Task material:
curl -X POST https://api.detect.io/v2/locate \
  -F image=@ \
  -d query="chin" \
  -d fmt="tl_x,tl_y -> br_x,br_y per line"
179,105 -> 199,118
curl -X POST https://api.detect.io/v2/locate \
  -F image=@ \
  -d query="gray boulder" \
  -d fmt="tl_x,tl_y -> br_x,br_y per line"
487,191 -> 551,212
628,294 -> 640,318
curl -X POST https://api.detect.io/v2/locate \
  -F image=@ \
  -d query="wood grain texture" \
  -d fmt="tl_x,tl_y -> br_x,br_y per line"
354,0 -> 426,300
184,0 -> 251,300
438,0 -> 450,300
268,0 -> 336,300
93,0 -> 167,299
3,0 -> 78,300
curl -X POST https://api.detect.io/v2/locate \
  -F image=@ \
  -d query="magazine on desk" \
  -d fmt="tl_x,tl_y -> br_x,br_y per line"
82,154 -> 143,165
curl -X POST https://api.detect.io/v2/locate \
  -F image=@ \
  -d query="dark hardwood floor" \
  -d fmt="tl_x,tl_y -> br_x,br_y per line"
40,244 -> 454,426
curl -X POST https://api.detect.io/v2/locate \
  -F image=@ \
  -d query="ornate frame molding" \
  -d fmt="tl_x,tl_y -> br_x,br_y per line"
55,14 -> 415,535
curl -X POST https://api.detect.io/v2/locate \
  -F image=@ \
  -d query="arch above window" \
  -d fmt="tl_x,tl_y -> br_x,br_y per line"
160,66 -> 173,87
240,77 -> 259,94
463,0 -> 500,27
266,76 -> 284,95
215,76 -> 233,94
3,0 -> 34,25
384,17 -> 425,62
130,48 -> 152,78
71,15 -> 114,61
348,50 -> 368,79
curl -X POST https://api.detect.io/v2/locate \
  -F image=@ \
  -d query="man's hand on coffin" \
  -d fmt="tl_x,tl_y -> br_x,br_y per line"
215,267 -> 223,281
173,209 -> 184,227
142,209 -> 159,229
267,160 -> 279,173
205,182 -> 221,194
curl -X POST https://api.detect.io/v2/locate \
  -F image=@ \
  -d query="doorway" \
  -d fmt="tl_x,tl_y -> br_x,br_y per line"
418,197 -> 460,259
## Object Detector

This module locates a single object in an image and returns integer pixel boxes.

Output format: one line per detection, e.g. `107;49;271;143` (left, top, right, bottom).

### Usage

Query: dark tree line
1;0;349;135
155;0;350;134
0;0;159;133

Required action: Repeat every line of the material exactly as given.

Output of the task:
curl -X POST https://api.detect.io/v2/locate \
  -F image=@ \
  -d query="chin" \
  -d fmt="tl_x,tl_y -> br_x,br_y per line"
179,105 -> 199,118
curl -X POST https://api.detect.io/v2/locate \
  -F image=@ \
  -d query="gray boulder" \
  -d fmt="tl_x,tl_y -> br_x,br_y per line"
487,191 -> 551,212
628,294 -> 640,318
curl -X POST https://api.detect.io/v2/locate \
  -F image=@ \
  -d query="wood grain texture" \
  -d fmt="tl_x,tl_y -> br_x,br_y per line"
354,0 -> 426,300
184,0 -> 251,300
438,0 -> 450,300
268,0 -> 336,300
93,0 -> 167,299
3,0 -> 78,300
curl -X POST https://api.detect.io/v2/locate \
  -F image=@ \
  -d query="magazine on desk" \
  -d fmt="tl_x,tl_y -> br_x,br_y per line"
82,154 -> 143,165
curl -X POST https://api.detect.io/v2/locate \
  -F image=@ \
  -d query="dark hardwood floor" \
  -d fmt="tl_x,tl_y -> br_x,br_y per line"
40,244 -> 454,426
curl -X POST https://api.detect.io/v2/locate \
  -F image=@ \
  -d query="ornate frame molding" \
  -d fmt="tl_x,tl_y -> br_x,br_y per line"
55,14 -> 415,535
curl -X POST https://api.detect.io/v2/locate \
  -F image=@ \
  -d query="arch above window" \
  -d fmt="tl_x,tl_y -> br_x,br_y per line"
160,66 -> 173,87
240,77 -> 259,94
463,0 -> 500,27
266,76 -> 284,95
215,76 -> 233,94
3,0 -> 34,25
384,17 -> 425,62
130,48 -> 152,78
71,15 -> 114,61
348,50 -> 368,79
curl -X POST https://api.detect.io/v2/locate \
  -F image=@ \
  -d query="man's hand on coffin" \
  -d fmt="tl_x,tl_y -> br_x,br_y per line"
215,267 -> 223,281
173,209 -> 184,227
142,209 -> 159,229
267,160 -> 279,173
205,182 -> 221,194
curl -X POST https://api.detect.io/v2/locate \
  -F image=@ \
  -d query="doorway" \
  -d fmt="tl_x,tl_y -> br_x,br_y per line"
418,197 -> 460,259
## Object Detector

This module locates a single object in an image and returns integer pixel boxes.

Output format: one line per detection, e.g. `107;49;271;143` (left, top, right, bottom).

### Usage

Query: dark tree line
1;0;349;135
155;0;350;134
0;0;159;133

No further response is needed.